** 選択した抜粋 **
日本文学の世界

小沼丹「福寿草」思い出の中で生きた作家が描く懐かしき過去の日々

小沼丹「福寿草」あらすじと感想と考察

小沼丹「福寿草」読了。

本作「福寿草」は、1998年(平成10年)1月に刊行された随筆集である。

著者は、1996年(平成8年)11月に78歳で他界している。

仲間の追悼文に優れたものが多かった

小沼丹は、数多くの随筆を書いたが、生前に刊行された随筆集は、『小さな手袋』(1976年)と『珈琲挽き』(1994年)の2冊だけだった。

本作『福寿草』は、著者の没後に刊行された、3冊目の随筆集である。

なお、2018年(平成30年)には生誕百年記念として幻戯書房から、『ミス・ダニエルズの追想』と『井伏さんの将棋』が刊行されて、小沼丹の随筆集は、全部で計5冊となった。

庄野潤三の『鳥の水浴び』に『福寿草』のことが出てくる。

1998年(平成10年)5月17日、リーガル・ロイヤルホテルで、小沼丹を偲ぶ会が開催された。

今度、みすず書房で『福寿草』という立派な本を作って頂いて、われわれ大変よろこんで居ります。『福寿草』の前に『珈琲挽き』が出たとき、同じホテルの同じ部屋でお祝いの会があり、そのときは小沼が元気に挨拶したのを思い出しますと、先ず申し上げてから、その『珈琲挽き』をときどき本棚から出して読む。陽がさし込む椅子で小沼の随筆を読むと極楽という気持がします、その中でも私が好きなのは「落し物」ですといって、その「落し物」の話をする。(庄野潤三「福寿草」)

この会の世話役は、みすず書房の高松さんだったから、『福寿草』の出版記念会としての意味もあったのだろう。

「小沼丹を偲ぶ会」には、小沼丹夫人や井伏鱒二夫人のほか、吉岡達夫、阪田寛夫、大島一彦、巌谷大四、倉橋健などが出席していた(庄野さんは夫婦で出席)。

『福寿草』には、これまでの随筆集には収録されなかった書評類が、多く収録されている。

最も多いのが庄野潤三の作品で、『つむぎ唄』『自分の羽根』『紺野機業場』『クロッカスの花』『夕べの雲』『野鴨』『イソップとひよどり』『陽気なクラウン・オフィス・ロウ』と並ぶ。

庄野の作品を見ると、その底に詩がある。庄野の作品に気品を持たせているのは、この詩心である。をかしみも、この詩心から生まれるものであり、それは詩と同義語と受取れる場合も尠くない。(小沼丹「『夕べの雲』(庄野潤三)解説」)

庄野文学に対する、小沼さんの批評には、長年、近い場所から作家を見てきた仲間らしい作品理解がある。

** 与えられた指示 **
『福寿草』を紹介する文章の「小沼丹「福寿草」思い出の中で生きた作家が描く懐かしき過去の日々」から「994年)の2冊だけだった。」までを、「随筆集」という呼び方を「エッセイ集」に改めて書き出してください。

** データセット抜粋 **
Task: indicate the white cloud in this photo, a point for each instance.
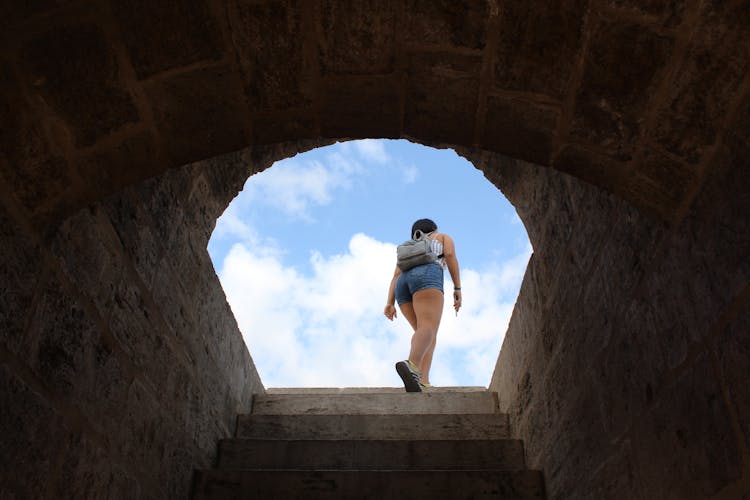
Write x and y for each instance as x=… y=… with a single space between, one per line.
x=372 y=150
x=327 y=329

** 正しい結果 **
小沼丹「福寿草」思い出の中で生きた作家が描く懐かしき過去の日々

小沼丹「福寿草」あらすじと感想と考察

小沼丹「福寿草」読了。

本作「福寿草」は、1998年(平成10年)1月に刊行されたエッセイ集である。

著者は、1996年(平成8年)11月に78歳で他界している。

仲間の追悼文に優れたものが多かった

小沼丹は、数多くの随筆を書いたが、生前に刊行されたエッセイ集は、『小さな手袋』(1976年)と『珈琲挽き』(1994年)の2冊だけだった。